Every record below should be printed exactly, except for the pictures.

(Collected data)
----------------------------------------
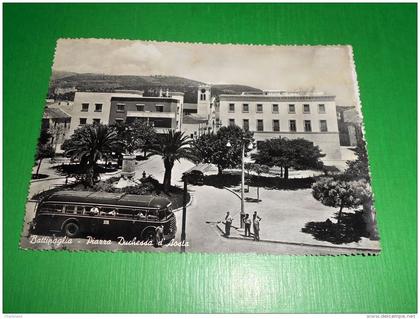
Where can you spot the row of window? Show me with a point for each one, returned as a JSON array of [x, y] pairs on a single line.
[[83, 121], [276, 125], [120, 107], [98, 107], [98, 211], [306, 108]]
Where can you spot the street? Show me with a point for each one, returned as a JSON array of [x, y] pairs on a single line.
[[283, 213]]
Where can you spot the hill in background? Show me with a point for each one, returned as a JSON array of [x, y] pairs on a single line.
[[149, 84]]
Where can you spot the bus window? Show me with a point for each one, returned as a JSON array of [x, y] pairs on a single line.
[[124, 212], [109, 211], [162, 213], [152, 215], [53, 208], [140, 214], [69, 209], [80, 210]]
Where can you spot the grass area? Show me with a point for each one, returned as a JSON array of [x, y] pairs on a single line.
[[149, 186], [351, 229], [268, 182]]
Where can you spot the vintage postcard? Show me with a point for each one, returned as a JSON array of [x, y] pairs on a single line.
[[178, 147]]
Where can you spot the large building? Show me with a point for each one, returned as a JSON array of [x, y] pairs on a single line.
[[163, 112], [92, 107], [274, 114], [270, 114]]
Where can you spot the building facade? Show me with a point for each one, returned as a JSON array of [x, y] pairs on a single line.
[[275, 114], [92, 107], [57, 123], [163, 113]]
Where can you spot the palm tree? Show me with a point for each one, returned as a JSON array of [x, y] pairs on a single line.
[[90, 144], [172, 147]]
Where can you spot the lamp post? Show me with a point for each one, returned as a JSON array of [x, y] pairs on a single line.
[[249, 146]]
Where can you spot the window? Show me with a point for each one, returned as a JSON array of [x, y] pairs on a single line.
[[246, 125], [308, 127], [292, 108], [120, 107], [69, 209], [323, 126], [98, 107], [292, 125], [203, 95]]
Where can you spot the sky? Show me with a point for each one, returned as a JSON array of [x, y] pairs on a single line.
[[327, 69]]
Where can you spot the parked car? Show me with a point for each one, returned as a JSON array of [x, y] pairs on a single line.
[[195, 177]]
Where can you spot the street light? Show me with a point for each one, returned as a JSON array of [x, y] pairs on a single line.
[[184, 212], [249, 146]]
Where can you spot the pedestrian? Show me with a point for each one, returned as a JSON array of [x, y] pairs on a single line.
[[228, 224], [159, 236], [256, 220], [247, 223]]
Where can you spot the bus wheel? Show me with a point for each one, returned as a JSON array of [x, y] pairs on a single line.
[[148, 234], [71, 229]]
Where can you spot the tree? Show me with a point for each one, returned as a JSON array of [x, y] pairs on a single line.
[[172, 147], [359, 168], [296, 153], [89, 144], [248, 167], [341, 193], [259, 169], [44, 149], [213, 148]]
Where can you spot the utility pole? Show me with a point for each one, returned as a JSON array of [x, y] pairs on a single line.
[[184, 213]]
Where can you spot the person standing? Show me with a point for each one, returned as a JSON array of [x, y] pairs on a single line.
[[247, 223], [256, 220], [159, 236], [228, 224]]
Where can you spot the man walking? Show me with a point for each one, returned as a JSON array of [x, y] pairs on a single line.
[[228, 224], [256, 220], [247, 223]]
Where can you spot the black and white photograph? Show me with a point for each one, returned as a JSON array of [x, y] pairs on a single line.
[[152, 146]]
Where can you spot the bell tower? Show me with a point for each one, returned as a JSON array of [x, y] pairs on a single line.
[[203, 101]]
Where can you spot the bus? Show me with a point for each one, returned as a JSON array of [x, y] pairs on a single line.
[[81, 213]]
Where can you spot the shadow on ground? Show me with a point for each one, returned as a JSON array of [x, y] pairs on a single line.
[[351, 229], [232, 180]]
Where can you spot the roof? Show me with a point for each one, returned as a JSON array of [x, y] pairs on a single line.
[[103, 198], [55, 113], [202, 167], [144, 98], [190, 106], [193, 119]]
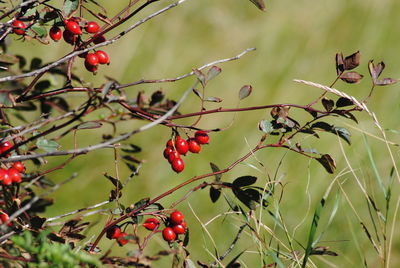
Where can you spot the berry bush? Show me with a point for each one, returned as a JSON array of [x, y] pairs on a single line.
[[43, 122]]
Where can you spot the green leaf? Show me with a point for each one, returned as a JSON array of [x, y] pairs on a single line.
[[6, 99], [327, 162], [245, 91], [343, 133], [313, 231], [244, 181], [342, 102], [47, 145], [214, 194], [70, 6], [266, 126], [215, 168]]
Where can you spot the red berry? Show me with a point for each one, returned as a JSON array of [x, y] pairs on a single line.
[[170, 143], [103, 57], [92, 59], [178, 165], [176, 217], [69, 37], [55, 33], [90, 68], [5, 177], [73, 27], [99, 39], [194, 147], [3, 173], [179, 229], [151, 224], [169, 234], [83, 55], [201, 137], [121, 240], [181, 145], [167, 152], [173, 155], [14, 175], [19, 166], [92, 27], [19, 27], [5, 146], [4, 217], [113, 232]]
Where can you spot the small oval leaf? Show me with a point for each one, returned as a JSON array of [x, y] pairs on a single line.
[[245, 91]]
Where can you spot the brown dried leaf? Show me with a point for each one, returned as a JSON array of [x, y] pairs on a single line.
[[328, 104], [351, 77], [352, 61], [339, 63], [375, 71], [259, 4], [386, 82], [328, 162]]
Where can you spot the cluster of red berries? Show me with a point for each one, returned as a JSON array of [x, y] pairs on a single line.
[[174, 149], [116, 233], [70, 34], [176, 226], [13, 172]]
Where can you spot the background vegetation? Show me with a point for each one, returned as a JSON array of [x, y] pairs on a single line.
[[294, 39]]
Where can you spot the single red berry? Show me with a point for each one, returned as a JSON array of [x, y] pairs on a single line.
[[173, 155], [179, 229], [121, 240], [103, 57], [55, 33], [14, 175], [4, 217], [99, 39], [19, 27], [151, 224], [19, 166], [92, 59], [194, 146], [170, 143], [178, 165], [73, 27], [167, 152], [92, 27], [181, 145], [201, 137], [114, 232], [176, 217], [169, 234], [90, 68], [3, 173], [69, 37], [5, 177], [83, 55]]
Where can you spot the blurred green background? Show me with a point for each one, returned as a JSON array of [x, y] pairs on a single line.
[[294, 39]]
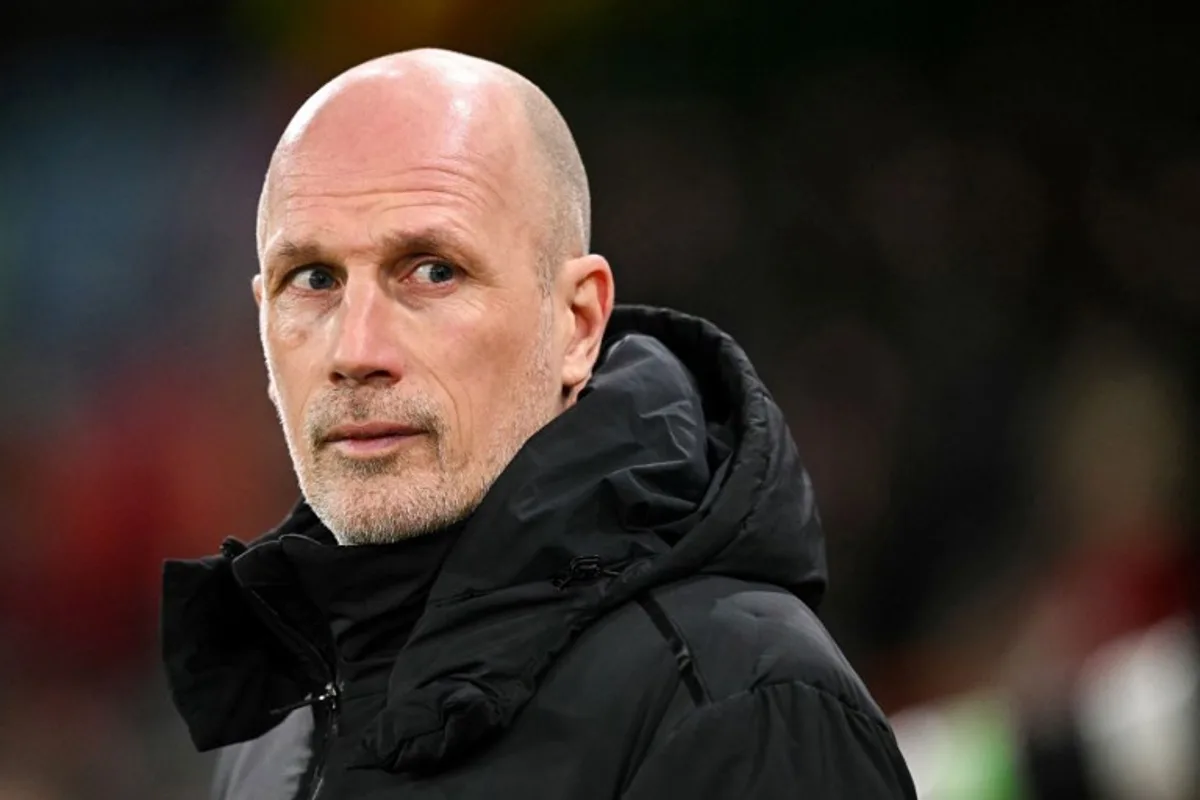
----------------------------------------
▶ **Reply to the task**:
Where can you spot the row of window? Show me with a point for each one, returned as a JSON array of [x, y] pairs on a single line.
[[83, 121], [276, 125], [120, 107], [98, 107], [98, 211], [306, 108]]
Where can you spot the street? Show me with a point for each one, returned as a JSON array of [x, y] pairs on a single line.
[[283, 213]]
Where can you spot the hill in background? Show me with a point for each one, returned as a JSON array of [x, y] pairs on a single line.
[[149, 84]]
Where can you spot the bus window? Show me with a point for each one, returned as a JSON array of [x, y] pairs on a single line.
[[124, 212], [109, 211], [162, 213], [152, 215], [53, 208], [140, 214], [69, 209], [80, 210]]
Where can you spot the grass area? Show me with a point for each one, returned as a JSON array of [x, y] pairs on a single line.
[[149, 186], [351, 229], [268, 182]]
Where can you spot the vintage postcard? Show me with a point for each one, returned as a JSON array of [x, y] pairs on a single line.
[[178, 147]]
Where can you spot the large building? Show me with a point for each one, returned as a JSON array of [x, y] pairs on a single line.
[[163, 112], [92, 107], [274, 114], [270, 114]]
Where can you spot the building facade? Show me with a point for each one, returned as a JSON array of [x, y] pairs on a single line.
[[275, 114], [92, 107], [57, 123], [163, 113]]
Where can you spot the palm tree? Show me with a point for each one, returned as a JSON array of [x, y] pairs on a single line.
[[90, 144], [172, 147]]
Where can you spot the lamp post? Show me with a point for each one, returned as a JSON array of [x, y] pairs on a single line.
[[249, 146]]
Where can you spot the window? Show me with a point for each one, returned as a JSON array of [x, y] pairs on a single line.
[[246, 125], [308, 127], [292, 108], [120, 107], [69, 209], [323, 126], [98, 107], [292, 125], [203, 95]]
Where can you spot the sky? Show me with a point for each one, returned as a JSON array of [x, y] pairs on a single line.
[[327, 69]]
Where can you spot the parked car? Show me with a point for each one, returned as a JSON array of [x, y] pairs on a single line.
[[195, 177]]
Where can you spot the street light? Show me with a point for each one, returned as a JSON array of [x, y] pairs on a single line.
[[184, 212], [249, 146]]
Where can you spot the pedestrian? Show me with a point for each one, returned as a JSON array of [x, y] pairs on a single line.
[[228, 224], [159, 236], [256, 220], [247, 223]]
Where can you spot the bus wheel? Show me with a point for each one, returned as a JSON array of [x, y] pairs on a single line.
[[148, 234], [71, 229]]
Where can you spot the tree? Show me with a point for each one, returned as a JSON array of [x, y] pairs on a single line.
[[172, 147], [359, 168], [296, 153], [89, 144], [248, 167], [341, 193], [259, 169], [44, 149], [213, 148]]
Where can you spot the utility pole? Show me with a point for each one, returned as a JSON array of [x, y] pairs on a single line.
[[184, 213]]
Where can you spot the person standing? Show me with a point for each one, returned as a JSON array of [x, y] pairs on a single line.
[[247, 223], [256, 220], [159, 236], [228, 224]]
Where can you spot the man walking? Show me with a point for each one, returned as a JSON array of [x, y] pairs on a single line.
[[228, 224], [256, 220], [247, 223]]
Where can you spot the black and white photograph? Show me with a point for each one, returned as a JSON array of [x, y] pairs on a single line.
[[152, 146]]
Where can you spot the bell tower? Show me with a point for each one, returned as a JSON array of [x, y] pairs on a single line.
[[203, 101]]
Where can you spot the bus? Show me with a point for each one, returned as a JSON array of [x, y] pairs on a single line.
[[81, 213]]
Where can you spot the shadow on ground? Show me with a point for each one, returned as a JSON array of [x, y] pairs on a single line.
[[351, 229], [232, 180]]
Where can you spot the roof? Show me with a point for each one, returned as a JSON array of [x, y] pairs on a single line.
[[103, 198], [55, 113], [202, 167], [144, 98], [190, 106], [193, 119]]
Where can you spot the berry bush? Show me with a point for each one, returned as a JSON array of [x, y] pairs on a single line.
[[43, 122]]
Where can you spot the green leaf? Show me with a point for each one, returned as a JSON array of [x, y] pairs on a single line.
[[6, 99], [327, 162], [245, 91], [343, 133], [313, 231], [244, 181], [342, 102], [47, 145], [214, 194], [70, 6], [266, 126], [215, 168]]
Where can you spot the red berry? Show me with a point for each one, returned as a JSON array of [x, y] pairs on a single line.
[[170, 143], [103, 57], [92, 59], [178, 165], [176, 217], [69, 37], [55, 33], [90, 68], [5, 177], [73, 27], [99, 39], [194, 147], [3, 173], [179, 229], [151, 224], [169, 234], [83, 55], [201, 137], [121, 240], [181, 145], [167, 152], [173, 155], [14, 175], [19, 166], [92, 27], [19, 27], [5, 146], [4, 217], [113, 232]]
Where can you spot the small oval leaf? Show me with a point for each one, returned as a JSON array of [x, y] pairs on a single line.
[[245, 91]]
Where can you spot the brown dried leaf? Show me with a point for each one, returned as a JSON array of [x, y] pairs on a single line.
[[328, 104], [351, 77], [352, 61], [339, 63], [375, 71], [259, 4], [386, 82], [328, 162]]
Where can you spot the cluster of red berries? Show me with a point for each one, returned as a JSON array of [x, y] pairs on a single line.
[[174, 149], [116, 233], [70, 34], [176, 226], [13, 172]]
Where can you spot the background vegetation? Show me with a point for each one, returned as a JSON array of [x, y] pairs on a single line.
[[294, 39]]
Where can you spot the single red berry? Show me with a point for each one, returned as a JSON array of [x, y] pairs on a single line.
[[173, 155], [179, 229], [121, 240], [103, 57], [55, 33], [14, 175], [4, 217], [99, 39], [19, 27], [151, 224], [19, 166], [92, 59], [194, 146], [170, 143], [178, 165], [73, 27], [167, 152], [92, 27], [181, 145], [201, 137], [114, 232], [176, 217], [169, 234], [90, 68], [3, 173], [69, 37], [5, 177], [83, 55]]
Where can you spot the blurred green background? Show me with a point for each one, returned as a JSON array of [x, y] pairs on a single line.
[[294, 39]]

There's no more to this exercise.